→ SOURCE

As the Competition and Market Authority (CMA) closes its investigation into Unilever’s environmental claims, the first Consumer Packaged Goods report looks at Unilever’s focus on sustainability and social impact.
Unilever boasts a vast and diverse product portfolio encompassing a wide range of food, home care, beauty and personal care, as well as personal hygiene categories. A glimpse at its core offerings shows just how diverse its portfolio is and just how expansive CPG can be.
It owns – to name just a few of the 400 brands in its stable – Hellmann’s mayonnaise, Knorr stock cubes, Horlicks, Ben & Jerrys, Magnum, Carte D’Or, Lipton tea bags and Pukka Herbs.
On the home cleaning front, it numbers Persil, Omo, Cif, Domestos, Radiant and Comfort fabric softener among its roster, while also cornering the market in hair and skin care with Dove shampoo and conditioner, TRESemmé, Lynx, Impulse, Sunsilk, Vaseline, Simple skincare products, Dove deodorants, Lux, Lifebuoy and Dove soaps. Quite a list.
Unilever operates in virtually every European country, boasting a near-ubiquitous market presence. France, Germany, the UK, Italy and Spain are the most established markets and account for a significant portion of Unilever’s European revenue. Poland, Hungary and the Czech Republic represent significant growth opportunities with growing consumer spending power, while India and China are markets that are looking potentially huge for the group.
Unilever naturally has strong partnerships with major supermarkets, hypermarkets, convenience stores and independent retailers across Europe, as well as working with large distributors to get its products to restaurants, cafes, vending machines and cleaning companies, extending reach beyond traditional retail spaces.
While not as prevalent as traditional channels, Unilever is increasingly exploring online sales platforms and subscription models for specific product lines like premium beauty products and personalised hygiene kits.
Unilever boasts impressive financial performance. In 2023, its global revenue exceeded €60bn, with Europe being a crucial contributor. It has also consistently demonstrated strong year-on-year revenue growth and profitability.

→ TASK OBJECTIVE
Quote the Unilever article word for word, from "Unilever naturally has" up to and including "personalised hygiene kits.".

→ INFORMATION GIVEN

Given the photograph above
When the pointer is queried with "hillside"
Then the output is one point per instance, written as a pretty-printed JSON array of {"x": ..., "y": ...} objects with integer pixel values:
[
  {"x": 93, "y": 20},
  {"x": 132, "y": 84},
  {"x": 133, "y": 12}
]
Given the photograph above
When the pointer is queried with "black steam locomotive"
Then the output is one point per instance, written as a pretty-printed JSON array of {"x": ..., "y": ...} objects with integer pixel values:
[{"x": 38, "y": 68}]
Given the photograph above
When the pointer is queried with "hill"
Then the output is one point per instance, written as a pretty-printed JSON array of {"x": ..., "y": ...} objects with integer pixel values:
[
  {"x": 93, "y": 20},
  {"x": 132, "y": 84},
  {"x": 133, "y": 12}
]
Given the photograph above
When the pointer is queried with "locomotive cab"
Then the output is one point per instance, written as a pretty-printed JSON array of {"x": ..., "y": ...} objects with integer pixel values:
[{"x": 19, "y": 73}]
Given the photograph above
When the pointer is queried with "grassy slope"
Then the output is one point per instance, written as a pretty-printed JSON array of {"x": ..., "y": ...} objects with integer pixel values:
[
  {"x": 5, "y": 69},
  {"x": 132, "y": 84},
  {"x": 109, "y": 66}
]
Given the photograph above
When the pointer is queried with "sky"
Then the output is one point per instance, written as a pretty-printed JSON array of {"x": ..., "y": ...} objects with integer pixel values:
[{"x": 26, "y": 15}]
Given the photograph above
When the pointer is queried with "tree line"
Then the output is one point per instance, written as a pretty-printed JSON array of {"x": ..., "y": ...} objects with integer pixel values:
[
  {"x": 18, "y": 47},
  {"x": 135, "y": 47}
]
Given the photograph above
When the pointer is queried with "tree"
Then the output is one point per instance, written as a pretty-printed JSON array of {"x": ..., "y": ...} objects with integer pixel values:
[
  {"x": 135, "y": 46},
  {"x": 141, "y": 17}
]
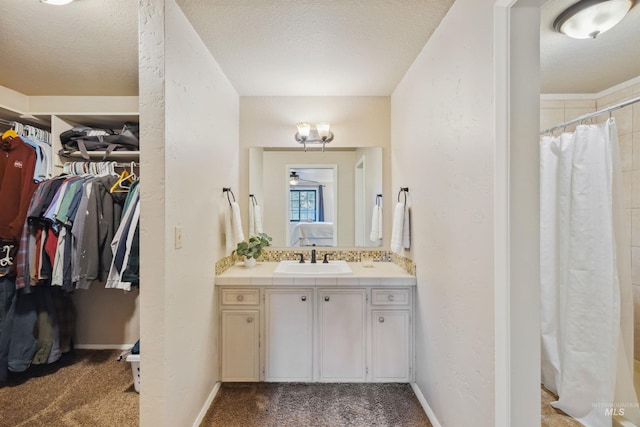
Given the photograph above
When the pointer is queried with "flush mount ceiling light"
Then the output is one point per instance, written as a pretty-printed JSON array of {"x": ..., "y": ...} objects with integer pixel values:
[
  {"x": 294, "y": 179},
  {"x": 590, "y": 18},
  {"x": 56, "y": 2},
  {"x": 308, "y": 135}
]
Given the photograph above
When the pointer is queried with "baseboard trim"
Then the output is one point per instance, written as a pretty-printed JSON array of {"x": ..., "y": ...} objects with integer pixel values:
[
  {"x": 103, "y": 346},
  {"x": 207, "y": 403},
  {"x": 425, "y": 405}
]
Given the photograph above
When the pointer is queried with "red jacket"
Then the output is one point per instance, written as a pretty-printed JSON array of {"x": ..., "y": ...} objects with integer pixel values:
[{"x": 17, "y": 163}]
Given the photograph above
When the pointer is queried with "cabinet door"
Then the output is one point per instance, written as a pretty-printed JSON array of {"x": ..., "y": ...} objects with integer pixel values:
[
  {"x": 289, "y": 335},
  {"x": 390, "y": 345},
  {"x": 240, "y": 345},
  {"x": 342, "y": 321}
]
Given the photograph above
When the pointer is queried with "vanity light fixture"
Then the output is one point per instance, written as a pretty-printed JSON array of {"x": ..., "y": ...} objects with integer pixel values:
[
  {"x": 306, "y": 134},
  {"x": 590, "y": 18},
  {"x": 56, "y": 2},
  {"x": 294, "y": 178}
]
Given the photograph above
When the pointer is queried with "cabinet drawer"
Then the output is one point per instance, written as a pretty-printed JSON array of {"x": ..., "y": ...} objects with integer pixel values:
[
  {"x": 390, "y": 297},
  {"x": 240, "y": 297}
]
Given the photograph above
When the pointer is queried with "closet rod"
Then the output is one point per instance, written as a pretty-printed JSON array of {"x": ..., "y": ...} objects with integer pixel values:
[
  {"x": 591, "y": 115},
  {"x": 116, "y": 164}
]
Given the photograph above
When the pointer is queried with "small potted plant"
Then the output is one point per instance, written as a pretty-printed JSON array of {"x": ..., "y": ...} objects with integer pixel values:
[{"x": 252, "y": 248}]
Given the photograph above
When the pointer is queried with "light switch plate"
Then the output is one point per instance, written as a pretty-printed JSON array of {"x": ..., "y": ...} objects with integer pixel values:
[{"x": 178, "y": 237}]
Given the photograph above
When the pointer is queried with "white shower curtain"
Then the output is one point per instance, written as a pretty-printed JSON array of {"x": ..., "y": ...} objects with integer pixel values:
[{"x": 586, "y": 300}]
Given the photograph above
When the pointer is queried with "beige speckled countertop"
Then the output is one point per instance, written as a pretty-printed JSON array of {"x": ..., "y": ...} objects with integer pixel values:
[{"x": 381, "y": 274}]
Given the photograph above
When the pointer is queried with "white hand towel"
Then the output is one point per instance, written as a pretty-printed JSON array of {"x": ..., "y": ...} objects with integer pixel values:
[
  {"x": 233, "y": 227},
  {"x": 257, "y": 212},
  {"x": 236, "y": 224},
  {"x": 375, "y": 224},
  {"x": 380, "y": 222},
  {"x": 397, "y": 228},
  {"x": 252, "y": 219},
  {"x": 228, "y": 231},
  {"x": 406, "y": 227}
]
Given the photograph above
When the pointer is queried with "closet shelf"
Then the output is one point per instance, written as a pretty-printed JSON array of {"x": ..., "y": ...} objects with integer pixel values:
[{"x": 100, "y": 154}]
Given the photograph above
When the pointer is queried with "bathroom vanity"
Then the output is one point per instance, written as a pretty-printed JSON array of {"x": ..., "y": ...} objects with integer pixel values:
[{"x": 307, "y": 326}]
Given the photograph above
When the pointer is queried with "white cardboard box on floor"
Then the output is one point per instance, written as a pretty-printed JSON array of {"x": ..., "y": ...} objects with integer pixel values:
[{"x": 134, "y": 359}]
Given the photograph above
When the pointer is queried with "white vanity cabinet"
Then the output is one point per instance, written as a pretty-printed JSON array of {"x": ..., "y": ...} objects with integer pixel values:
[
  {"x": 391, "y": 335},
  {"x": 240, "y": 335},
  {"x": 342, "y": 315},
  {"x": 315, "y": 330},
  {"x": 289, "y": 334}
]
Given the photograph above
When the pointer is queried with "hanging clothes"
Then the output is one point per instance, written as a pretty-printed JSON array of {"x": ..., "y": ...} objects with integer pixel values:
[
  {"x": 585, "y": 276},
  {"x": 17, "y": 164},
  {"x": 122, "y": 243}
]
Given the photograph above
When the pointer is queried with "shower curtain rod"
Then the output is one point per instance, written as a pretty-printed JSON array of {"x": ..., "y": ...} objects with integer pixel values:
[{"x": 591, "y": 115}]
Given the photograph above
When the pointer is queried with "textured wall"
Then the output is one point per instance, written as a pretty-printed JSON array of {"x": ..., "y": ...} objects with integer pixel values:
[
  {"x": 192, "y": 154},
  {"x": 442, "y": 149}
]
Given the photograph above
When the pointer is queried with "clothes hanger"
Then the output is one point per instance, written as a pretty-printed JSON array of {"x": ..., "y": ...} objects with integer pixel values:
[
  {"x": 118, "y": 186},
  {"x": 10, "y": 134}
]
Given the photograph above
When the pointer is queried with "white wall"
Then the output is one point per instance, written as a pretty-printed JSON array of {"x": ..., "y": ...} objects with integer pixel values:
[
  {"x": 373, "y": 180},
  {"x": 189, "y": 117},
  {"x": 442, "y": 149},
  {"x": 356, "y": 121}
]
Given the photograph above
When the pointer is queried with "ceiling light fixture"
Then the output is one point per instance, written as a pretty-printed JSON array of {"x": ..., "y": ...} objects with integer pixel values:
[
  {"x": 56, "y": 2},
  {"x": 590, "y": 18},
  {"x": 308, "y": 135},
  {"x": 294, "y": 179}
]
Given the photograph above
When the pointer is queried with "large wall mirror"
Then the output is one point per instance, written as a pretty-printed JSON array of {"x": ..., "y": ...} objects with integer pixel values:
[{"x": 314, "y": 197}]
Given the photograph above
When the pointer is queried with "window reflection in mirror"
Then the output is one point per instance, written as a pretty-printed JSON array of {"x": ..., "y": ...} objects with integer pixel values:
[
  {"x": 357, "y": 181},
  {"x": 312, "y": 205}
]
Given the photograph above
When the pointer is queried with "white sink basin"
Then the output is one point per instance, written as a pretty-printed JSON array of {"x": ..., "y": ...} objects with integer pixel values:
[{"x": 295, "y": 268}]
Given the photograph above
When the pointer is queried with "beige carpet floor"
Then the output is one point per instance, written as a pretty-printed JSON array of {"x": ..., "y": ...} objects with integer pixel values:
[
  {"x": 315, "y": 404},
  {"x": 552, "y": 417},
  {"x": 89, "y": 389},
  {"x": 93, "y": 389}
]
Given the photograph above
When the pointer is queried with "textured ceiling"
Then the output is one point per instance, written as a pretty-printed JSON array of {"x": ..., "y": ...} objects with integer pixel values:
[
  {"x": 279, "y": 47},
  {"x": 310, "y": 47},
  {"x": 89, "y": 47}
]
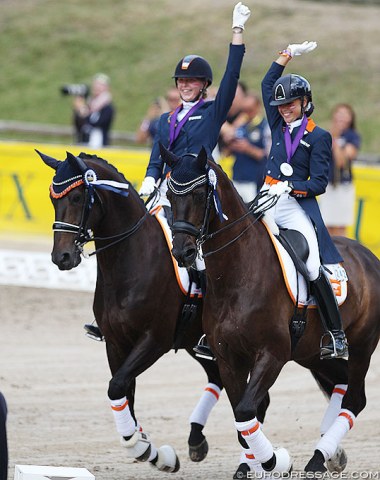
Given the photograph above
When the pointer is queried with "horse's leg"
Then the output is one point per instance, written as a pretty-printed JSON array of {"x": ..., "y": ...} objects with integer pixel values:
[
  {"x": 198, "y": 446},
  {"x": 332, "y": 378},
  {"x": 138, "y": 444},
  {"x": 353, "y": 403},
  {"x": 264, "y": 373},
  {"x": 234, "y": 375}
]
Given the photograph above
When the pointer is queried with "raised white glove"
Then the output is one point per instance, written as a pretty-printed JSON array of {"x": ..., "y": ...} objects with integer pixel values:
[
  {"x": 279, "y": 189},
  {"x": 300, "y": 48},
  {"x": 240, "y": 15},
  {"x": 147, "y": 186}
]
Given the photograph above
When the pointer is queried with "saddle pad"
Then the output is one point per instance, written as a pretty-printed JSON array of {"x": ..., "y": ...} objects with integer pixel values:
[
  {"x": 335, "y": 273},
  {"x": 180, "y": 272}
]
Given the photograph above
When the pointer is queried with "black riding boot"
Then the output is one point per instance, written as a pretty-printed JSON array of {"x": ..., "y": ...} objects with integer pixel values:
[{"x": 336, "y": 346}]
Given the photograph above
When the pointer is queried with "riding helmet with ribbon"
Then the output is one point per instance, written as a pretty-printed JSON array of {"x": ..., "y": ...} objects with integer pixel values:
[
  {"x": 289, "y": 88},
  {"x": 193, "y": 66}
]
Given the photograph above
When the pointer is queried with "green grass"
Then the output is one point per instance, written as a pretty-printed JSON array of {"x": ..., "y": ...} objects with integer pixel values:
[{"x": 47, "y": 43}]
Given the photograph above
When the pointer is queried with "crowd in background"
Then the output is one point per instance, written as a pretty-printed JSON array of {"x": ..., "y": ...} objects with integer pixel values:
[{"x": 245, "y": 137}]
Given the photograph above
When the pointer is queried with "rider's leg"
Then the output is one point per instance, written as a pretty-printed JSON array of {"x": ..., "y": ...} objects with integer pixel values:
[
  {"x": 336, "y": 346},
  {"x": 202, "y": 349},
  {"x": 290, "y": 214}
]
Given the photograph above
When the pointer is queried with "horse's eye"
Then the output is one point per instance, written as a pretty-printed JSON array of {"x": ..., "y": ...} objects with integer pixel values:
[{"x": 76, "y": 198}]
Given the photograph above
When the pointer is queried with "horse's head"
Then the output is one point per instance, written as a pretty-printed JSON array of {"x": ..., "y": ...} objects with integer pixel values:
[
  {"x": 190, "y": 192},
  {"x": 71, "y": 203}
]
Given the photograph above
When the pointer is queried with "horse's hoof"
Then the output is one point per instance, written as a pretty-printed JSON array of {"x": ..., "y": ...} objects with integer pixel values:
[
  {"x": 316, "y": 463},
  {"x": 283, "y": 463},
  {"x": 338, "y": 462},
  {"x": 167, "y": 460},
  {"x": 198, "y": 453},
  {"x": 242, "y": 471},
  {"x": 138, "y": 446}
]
* * *
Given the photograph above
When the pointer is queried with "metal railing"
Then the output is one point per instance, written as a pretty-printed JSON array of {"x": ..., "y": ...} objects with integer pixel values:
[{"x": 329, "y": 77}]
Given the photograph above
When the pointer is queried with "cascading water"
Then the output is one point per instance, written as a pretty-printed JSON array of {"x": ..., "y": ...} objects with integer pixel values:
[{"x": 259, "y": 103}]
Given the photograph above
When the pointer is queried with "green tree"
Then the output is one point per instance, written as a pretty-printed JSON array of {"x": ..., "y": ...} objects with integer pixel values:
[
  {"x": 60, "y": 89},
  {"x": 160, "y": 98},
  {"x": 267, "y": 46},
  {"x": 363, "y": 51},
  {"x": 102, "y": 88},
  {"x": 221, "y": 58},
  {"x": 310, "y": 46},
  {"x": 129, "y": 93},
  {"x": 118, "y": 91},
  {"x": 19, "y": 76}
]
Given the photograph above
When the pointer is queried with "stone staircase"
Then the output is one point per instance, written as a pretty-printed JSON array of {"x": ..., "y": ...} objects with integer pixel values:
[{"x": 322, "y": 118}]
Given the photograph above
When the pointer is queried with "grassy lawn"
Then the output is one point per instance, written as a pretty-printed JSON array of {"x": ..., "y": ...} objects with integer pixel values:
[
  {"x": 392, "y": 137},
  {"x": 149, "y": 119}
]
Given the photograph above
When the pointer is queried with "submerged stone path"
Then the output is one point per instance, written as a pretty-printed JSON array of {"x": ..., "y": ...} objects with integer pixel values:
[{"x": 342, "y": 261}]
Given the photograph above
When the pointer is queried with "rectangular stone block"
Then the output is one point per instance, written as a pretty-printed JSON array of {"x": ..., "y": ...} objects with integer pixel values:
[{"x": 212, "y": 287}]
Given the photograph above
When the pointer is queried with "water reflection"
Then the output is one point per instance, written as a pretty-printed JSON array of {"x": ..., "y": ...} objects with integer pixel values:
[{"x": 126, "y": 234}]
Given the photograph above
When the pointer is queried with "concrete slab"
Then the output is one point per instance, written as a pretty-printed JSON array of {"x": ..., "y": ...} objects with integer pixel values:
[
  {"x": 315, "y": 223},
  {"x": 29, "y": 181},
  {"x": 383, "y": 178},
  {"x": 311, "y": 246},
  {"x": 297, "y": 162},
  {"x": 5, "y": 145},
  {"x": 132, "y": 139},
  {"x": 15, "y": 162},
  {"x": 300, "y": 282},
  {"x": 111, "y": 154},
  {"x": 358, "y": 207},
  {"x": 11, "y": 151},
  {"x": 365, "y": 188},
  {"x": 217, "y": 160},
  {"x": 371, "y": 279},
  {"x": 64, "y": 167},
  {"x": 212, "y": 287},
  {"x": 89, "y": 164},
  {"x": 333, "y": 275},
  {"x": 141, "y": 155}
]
---
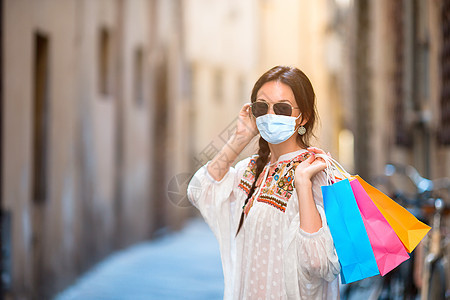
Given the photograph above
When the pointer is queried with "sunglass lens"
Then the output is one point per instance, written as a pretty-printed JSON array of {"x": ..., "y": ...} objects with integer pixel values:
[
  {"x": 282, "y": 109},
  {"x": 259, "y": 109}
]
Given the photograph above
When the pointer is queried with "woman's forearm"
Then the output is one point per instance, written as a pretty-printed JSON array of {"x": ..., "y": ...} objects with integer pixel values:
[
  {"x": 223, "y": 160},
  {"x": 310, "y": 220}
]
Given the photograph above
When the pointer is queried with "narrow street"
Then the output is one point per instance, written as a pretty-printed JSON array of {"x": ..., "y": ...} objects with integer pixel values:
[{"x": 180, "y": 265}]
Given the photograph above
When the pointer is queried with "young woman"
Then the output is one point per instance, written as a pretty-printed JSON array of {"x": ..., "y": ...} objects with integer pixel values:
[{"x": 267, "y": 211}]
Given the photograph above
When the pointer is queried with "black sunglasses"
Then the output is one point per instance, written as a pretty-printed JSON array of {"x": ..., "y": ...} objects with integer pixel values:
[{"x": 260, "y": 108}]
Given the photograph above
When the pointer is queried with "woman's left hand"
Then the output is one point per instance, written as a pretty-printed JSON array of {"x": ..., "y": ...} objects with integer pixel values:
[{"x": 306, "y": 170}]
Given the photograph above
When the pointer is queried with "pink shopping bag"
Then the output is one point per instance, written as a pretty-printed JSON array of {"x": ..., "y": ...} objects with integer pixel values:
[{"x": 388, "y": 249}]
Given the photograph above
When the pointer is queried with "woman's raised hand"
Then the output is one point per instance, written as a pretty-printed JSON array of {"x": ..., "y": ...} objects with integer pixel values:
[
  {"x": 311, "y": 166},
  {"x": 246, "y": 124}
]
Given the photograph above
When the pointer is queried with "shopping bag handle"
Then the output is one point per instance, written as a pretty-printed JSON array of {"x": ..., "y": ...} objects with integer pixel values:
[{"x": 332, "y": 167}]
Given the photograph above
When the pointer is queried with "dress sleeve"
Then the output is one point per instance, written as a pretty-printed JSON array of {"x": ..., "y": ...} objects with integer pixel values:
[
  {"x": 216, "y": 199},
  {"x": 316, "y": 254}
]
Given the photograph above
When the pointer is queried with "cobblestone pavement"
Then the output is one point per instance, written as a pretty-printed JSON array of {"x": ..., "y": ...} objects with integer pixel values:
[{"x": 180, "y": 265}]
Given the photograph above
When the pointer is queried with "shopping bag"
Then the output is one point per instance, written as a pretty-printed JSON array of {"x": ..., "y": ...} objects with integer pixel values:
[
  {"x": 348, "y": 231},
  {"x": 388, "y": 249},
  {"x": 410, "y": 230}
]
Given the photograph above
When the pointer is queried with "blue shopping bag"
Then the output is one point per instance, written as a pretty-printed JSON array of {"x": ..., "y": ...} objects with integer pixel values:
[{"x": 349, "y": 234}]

→ FULL SOLUTION
Unilever naturally has strong partnerships with major supermarkets, hypermarkets, convenience stores and independent retailers across Europe, as well as working with large distributors to get its products to restaurants, cafes, vending machines and cleaning companies, extending reach beyond traditional retail spaces.
While not as prevalent as traditional channels, Unilever is increasingly exploring online sales platforms and subscription models for specific product lines like premium beauty products and personalised hygiene kits.